What you should do
Write down every entry once more, exactly as it reads.

Material for this task
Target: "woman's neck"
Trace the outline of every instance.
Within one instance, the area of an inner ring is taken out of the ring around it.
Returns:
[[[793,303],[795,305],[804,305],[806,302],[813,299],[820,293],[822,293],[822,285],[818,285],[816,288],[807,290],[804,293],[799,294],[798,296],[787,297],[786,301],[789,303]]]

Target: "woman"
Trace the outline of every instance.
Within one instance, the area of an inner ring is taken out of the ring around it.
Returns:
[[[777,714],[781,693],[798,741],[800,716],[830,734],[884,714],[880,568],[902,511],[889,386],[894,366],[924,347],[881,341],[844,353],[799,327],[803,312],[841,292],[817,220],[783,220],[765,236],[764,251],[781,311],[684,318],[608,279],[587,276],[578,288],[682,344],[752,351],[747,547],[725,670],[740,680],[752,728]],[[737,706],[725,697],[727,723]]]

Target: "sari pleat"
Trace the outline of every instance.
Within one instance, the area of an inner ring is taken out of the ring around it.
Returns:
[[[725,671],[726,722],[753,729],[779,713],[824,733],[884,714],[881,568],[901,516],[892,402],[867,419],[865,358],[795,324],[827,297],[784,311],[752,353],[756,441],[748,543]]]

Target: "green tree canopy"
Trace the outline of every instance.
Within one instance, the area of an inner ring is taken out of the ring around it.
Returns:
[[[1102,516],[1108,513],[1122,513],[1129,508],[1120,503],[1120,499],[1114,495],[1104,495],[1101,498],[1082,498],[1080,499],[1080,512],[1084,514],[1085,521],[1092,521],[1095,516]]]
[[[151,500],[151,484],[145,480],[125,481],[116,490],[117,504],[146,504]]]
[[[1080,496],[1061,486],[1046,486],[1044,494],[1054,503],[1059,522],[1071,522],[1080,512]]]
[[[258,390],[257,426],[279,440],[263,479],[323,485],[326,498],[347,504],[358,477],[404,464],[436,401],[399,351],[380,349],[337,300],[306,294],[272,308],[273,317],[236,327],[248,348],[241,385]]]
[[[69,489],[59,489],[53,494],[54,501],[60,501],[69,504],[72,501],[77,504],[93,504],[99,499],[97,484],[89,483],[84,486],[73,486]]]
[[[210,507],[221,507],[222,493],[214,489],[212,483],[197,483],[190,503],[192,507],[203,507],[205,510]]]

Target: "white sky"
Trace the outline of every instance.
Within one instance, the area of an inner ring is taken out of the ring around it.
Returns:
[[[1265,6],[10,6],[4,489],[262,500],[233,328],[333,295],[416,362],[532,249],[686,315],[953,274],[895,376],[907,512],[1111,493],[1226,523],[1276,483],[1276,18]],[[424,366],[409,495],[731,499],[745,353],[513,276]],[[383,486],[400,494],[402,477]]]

Exercise solution
Target: "woman's neck"
Trace the outline of every instance.
Within one instance, the area of an inner ring is taken out of the ring around it.
Returns:
[[[793,303],[795,305],[804,305],[806,302],[813,299],[820,293],[822,293],[822,285],[818,285],[816,288],[807,290],[804,293],[799,294],[798,296],[787,297],[786,301],[789,303]]]

Target: "woman"
Trace the outline of every instance.
Within one instance, the area of an inner ring is taken out of the ring around it.
Returns:
[[[777,714],[781,693],[798,741],[800,716],[830,734],[884,714],[880,568],[902,511],[889,386],[894,366],[924,347],[881,341],[844,353],[799,327],[803,312],[841,292],[817,220],[783,220],[765,236],[764,251],[781,311],[684,318],[608,279],[587,276],[578,288],[682,344],[752,351],[747,547],[725,670],[740,680],[752,728]],[[737,706],[725,697],[727,723]]]

Target: "sari pleat"
Trace the outline of every instance.
Within one instance, the area of an inner ring is taken out of the ring around it.
Returns:
[[[725,671],[726,722],[753,729],[779,713],[824,733],[884,714],[881,568],[901,516],[892,402],[867,419],[865,358],[795,324],[827,297],[784,311],[752,353],[756,441],[748,543]]]

Target: "green tree canopy"
Trace the outline of every instance.
Within one instance, the area of an inner ring is taken out of the ring around it.
Returns:
[[[1102,516],[1108,513],[1122,513],[1129,508],[1120,503],[1120,499],[1114,495],[1104,495],[1101,498],[1082,498],[1080,499],[1080,512],[1084,514],[1085,521],[1092,521],[1095,516]]]
[[[151,500],[151,484],[145,480],[125,481],[116,490],[117,504],[146,504]]]
[[[1080,496],[1061,486],[1046,486],[1044,494],[1054,503],[1059,522],[1071,522],[1080,512]]]
[[[258,390],[257,426],[279,440],[263,479],[323,485],[326,498],[347,504],[358,477],[404,464],[436,401],[399,351],[380,349],[337,300],[306,294],[272,308],[273,317],[236,327],[248,348],[241,385]]]
[[[69,489],[59,489],[53,494],[54,501],[60,501],[69,504],[72,501],[77,504],[93,504],[99,499],[97,484],[89,483],[84,486],[73,486]]]
[[[210,507],[221,507],[222,493],[214,489],[212,483],[197,483],[190,503],[192,507],[203,507],[205,510]]]

Target: "white sky"
Trace the outline of every instance.
Within one instance, the area of an inner ring is taken out of the ring around it.
Returns:
[[[1265,6],[10,6],[4,489],[262,500],[233,328],[333,295],[416,362],[532,249],[686,315],[953,274],[895,376],[907,512],[1111,493],[1226,523],[1276,483],[1276,18]],[[424,366],[409,495],[731,499],[745,353],[513,276]],[[383,486],[400,494],[402,477]]]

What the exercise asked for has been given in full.